— Begin RECORDS FOR THE TASK —
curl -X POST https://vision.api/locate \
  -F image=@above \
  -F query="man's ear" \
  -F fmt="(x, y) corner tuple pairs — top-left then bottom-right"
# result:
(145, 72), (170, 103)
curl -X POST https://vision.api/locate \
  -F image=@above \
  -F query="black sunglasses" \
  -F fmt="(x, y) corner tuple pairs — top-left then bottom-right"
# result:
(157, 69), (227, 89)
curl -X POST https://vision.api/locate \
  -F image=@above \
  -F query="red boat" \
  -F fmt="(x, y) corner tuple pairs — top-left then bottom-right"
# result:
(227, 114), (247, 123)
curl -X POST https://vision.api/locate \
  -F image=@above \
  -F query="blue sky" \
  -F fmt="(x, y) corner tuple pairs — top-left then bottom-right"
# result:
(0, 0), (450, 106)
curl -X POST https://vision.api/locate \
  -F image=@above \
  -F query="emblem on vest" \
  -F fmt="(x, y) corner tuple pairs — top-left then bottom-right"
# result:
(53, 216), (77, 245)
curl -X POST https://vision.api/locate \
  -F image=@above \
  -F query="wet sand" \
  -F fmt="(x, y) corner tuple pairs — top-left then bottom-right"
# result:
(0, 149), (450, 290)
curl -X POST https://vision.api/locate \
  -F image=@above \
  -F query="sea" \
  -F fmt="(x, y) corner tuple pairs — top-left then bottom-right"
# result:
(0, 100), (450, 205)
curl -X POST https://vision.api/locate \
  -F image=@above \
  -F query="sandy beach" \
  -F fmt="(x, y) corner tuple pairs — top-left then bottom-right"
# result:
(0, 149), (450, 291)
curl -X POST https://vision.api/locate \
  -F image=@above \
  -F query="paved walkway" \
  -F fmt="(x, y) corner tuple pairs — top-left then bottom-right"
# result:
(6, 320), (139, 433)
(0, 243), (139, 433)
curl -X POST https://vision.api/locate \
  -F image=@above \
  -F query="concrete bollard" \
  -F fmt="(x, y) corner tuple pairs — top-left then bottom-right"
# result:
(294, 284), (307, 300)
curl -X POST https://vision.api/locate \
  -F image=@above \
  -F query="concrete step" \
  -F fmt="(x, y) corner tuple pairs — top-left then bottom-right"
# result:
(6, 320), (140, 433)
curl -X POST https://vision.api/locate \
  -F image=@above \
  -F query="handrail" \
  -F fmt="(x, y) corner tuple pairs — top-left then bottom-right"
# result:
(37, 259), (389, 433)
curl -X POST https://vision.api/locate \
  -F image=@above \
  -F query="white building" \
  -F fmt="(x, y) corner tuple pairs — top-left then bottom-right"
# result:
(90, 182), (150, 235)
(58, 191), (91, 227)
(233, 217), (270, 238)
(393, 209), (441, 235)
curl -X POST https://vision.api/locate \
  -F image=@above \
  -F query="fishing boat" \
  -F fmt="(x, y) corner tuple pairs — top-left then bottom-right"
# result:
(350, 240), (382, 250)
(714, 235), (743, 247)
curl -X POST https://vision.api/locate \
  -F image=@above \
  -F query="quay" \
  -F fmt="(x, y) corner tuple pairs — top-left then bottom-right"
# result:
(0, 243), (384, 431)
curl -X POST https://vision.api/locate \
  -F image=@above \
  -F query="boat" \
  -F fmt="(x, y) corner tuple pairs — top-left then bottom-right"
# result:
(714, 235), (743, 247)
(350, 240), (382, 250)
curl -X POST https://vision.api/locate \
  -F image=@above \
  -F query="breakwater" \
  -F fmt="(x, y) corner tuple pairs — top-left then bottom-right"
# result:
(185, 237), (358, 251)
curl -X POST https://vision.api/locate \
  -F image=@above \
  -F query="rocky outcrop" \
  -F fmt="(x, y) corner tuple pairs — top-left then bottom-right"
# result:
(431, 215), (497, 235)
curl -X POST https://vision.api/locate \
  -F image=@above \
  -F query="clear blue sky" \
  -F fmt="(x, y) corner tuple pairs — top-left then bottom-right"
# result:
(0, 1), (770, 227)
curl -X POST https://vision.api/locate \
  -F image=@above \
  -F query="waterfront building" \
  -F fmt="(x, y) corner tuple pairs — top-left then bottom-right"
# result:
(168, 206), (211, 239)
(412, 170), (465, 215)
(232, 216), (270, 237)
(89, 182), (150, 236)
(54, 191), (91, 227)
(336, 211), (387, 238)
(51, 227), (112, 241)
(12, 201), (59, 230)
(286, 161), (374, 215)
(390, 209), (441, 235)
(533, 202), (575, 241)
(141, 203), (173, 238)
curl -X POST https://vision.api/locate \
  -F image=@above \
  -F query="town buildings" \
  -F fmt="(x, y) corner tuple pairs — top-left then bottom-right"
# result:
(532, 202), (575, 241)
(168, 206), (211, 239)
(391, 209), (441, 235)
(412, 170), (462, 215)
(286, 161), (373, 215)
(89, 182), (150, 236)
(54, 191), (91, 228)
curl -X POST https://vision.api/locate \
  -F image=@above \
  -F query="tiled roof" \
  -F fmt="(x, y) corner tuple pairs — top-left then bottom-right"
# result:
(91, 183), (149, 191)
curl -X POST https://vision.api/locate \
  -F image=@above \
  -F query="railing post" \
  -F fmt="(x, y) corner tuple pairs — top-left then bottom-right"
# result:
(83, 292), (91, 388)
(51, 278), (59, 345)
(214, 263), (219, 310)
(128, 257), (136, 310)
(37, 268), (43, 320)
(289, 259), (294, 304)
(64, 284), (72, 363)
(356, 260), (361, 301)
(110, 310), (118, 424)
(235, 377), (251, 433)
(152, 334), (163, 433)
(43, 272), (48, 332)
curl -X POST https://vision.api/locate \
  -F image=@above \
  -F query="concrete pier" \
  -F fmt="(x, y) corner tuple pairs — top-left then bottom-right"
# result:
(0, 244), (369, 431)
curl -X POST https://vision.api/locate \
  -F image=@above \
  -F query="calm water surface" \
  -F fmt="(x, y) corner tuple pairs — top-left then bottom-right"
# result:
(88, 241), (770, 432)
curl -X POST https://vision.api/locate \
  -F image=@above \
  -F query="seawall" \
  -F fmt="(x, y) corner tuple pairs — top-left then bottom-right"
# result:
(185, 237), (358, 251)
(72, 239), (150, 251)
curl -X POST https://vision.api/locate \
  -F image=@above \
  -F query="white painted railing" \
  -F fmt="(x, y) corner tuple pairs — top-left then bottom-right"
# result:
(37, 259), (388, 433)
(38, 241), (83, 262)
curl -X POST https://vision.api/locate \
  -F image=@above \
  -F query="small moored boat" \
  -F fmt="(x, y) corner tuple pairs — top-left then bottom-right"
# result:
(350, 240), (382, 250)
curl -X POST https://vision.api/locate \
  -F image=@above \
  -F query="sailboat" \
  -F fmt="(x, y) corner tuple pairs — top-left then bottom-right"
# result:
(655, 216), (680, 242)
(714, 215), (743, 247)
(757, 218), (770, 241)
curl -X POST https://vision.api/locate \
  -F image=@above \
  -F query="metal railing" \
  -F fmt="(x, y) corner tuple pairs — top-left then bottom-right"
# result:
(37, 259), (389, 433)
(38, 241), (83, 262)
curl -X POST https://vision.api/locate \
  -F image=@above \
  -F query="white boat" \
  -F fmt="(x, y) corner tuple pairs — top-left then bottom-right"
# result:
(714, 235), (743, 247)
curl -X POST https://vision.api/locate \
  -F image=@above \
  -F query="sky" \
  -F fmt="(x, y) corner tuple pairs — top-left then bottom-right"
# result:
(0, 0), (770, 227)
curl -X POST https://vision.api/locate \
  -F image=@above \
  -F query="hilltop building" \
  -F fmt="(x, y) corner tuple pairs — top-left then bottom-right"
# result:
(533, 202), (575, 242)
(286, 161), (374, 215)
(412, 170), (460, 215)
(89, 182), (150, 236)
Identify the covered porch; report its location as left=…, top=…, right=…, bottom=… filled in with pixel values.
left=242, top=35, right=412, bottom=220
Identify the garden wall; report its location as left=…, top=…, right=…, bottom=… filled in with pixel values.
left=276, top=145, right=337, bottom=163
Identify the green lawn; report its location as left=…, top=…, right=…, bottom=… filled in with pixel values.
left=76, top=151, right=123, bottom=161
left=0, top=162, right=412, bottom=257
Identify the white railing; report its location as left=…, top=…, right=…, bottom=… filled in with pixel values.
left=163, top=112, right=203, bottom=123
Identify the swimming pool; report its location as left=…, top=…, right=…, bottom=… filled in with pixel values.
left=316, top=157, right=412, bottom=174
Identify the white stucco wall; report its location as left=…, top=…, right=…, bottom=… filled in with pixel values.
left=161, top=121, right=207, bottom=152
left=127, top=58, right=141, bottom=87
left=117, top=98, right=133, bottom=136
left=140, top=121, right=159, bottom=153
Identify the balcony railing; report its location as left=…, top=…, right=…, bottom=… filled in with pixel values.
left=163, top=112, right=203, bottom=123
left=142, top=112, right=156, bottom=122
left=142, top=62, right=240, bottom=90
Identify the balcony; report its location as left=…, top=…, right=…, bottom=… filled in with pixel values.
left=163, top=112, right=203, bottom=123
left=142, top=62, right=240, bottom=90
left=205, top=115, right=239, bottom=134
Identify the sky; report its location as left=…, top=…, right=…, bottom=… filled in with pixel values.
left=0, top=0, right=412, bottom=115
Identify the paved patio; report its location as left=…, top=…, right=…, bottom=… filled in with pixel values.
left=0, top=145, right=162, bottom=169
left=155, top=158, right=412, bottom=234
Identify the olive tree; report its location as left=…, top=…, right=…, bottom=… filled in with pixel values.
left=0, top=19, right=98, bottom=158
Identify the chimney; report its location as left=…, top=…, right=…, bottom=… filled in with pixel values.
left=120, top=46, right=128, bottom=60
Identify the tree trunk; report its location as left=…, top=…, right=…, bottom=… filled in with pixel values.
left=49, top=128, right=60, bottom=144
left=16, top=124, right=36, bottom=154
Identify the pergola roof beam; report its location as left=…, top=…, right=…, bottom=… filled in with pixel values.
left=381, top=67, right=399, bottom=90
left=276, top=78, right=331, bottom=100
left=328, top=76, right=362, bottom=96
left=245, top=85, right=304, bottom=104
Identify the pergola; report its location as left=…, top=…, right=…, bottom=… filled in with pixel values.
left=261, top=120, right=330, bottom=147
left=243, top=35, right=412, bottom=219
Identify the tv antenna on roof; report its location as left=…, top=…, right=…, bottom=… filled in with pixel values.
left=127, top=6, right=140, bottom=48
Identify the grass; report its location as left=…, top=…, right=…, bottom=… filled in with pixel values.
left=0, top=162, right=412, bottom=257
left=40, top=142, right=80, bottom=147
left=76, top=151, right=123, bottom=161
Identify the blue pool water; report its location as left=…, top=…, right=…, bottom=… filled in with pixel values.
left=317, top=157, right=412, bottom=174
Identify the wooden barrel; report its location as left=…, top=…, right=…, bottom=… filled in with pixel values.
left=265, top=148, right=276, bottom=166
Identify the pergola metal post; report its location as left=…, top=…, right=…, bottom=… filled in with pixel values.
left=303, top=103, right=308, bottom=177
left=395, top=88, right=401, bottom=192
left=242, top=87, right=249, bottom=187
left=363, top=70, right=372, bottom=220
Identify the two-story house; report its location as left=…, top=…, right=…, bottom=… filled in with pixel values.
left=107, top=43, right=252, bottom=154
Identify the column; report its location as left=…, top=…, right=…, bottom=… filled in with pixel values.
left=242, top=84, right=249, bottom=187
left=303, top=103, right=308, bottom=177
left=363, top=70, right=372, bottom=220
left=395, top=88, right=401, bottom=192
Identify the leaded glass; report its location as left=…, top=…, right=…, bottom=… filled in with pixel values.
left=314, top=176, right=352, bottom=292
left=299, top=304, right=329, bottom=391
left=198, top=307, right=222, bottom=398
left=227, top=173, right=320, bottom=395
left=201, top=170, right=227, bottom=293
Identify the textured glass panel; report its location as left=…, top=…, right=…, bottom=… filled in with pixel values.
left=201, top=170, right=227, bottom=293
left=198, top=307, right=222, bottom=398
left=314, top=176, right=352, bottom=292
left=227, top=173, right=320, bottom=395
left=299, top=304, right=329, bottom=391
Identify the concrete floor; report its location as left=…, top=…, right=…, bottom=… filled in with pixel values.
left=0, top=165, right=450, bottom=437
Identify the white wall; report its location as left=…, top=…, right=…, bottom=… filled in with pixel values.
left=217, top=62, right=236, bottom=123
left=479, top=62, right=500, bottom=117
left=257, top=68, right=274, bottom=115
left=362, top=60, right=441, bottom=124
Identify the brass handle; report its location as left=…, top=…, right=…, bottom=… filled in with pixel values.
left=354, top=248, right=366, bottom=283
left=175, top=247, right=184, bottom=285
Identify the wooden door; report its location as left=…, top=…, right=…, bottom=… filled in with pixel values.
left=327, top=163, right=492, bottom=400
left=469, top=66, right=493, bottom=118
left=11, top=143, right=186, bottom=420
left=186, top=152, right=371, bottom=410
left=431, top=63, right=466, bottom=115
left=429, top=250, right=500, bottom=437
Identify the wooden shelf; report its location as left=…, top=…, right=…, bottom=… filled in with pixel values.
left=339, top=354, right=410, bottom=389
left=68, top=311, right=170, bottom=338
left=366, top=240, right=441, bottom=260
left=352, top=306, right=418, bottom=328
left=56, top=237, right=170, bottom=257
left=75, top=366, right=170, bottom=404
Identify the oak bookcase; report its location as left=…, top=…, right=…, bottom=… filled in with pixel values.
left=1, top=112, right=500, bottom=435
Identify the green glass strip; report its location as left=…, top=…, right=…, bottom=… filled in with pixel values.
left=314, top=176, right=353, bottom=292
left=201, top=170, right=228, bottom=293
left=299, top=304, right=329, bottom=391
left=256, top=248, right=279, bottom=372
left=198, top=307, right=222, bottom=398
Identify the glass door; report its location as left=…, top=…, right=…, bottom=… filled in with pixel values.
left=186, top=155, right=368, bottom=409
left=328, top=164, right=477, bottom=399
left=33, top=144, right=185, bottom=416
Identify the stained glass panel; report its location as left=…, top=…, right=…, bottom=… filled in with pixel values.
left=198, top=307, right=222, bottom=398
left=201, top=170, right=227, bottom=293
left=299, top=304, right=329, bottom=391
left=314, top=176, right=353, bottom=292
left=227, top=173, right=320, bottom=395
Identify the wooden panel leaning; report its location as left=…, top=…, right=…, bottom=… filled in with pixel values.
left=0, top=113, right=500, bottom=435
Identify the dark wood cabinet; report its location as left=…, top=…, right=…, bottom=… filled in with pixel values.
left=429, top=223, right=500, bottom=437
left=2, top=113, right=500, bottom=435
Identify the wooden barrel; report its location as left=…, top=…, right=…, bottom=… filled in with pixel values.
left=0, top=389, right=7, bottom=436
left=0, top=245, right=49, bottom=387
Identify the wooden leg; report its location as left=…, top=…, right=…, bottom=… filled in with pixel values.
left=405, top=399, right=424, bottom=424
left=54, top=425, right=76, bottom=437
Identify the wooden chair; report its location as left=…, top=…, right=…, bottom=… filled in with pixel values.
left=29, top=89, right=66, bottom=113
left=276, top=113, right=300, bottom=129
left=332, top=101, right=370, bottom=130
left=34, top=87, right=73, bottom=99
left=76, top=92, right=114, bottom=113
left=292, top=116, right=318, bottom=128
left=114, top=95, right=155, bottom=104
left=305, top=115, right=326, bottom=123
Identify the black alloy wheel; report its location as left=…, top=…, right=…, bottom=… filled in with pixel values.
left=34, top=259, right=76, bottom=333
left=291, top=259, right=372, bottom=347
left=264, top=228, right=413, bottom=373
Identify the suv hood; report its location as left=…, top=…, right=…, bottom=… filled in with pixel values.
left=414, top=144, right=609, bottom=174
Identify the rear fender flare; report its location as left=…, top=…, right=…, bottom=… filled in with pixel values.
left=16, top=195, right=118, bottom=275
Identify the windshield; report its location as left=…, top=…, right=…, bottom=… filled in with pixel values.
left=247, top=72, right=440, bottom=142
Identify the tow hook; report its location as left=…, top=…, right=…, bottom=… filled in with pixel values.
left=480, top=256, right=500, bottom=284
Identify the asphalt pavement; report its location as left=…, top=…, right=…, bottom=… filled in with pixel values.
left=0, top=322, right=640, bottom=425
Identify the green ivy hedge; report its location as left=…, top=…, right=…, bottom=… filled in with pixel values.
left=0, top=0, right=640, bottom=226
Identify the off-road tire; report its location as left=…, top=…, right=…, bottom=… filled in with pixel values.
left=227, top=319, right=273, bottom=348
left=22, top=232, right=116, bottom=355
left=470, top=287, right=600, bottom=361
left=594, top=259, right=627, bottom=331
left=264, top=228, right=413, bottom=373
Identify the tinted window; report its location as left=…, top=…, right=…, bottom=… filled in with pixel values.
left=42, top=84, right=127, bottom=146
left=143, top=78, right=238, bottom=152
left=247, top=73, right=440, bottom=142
— End RECORDS FOR THE TASK —
GOAL OF THE EXERCISE> Reproduce the stretch of the records from the very start through the line containing "(227, 114), (247, 123)", including both ends.

REPLY TO THE EXERCISE>
curl -X POST https://vision.api/locate \
  -F image=@above \
  -F query="man's ear" \
  -F fmt="(x, y) corner tuple pairs — top-left then bottom-right"
# result:
(145, 72), (170, 103)
curl -X POST https://vision.api/locate \
  -F image=@above \
  -F query="black sunglasses" \
  -F fmt="(x, y) corner tuple pairs — top-left then bottom-right"
# result:
(157, 69), (227, 89)
curl -X POST https://vision.api/locate \
  -F image=@above \
  -F query="red boat" \
  -F fmt="(x, y) corner tuple pairs — top-left then bottom-right"
# result:
(227, 114), (247, 123)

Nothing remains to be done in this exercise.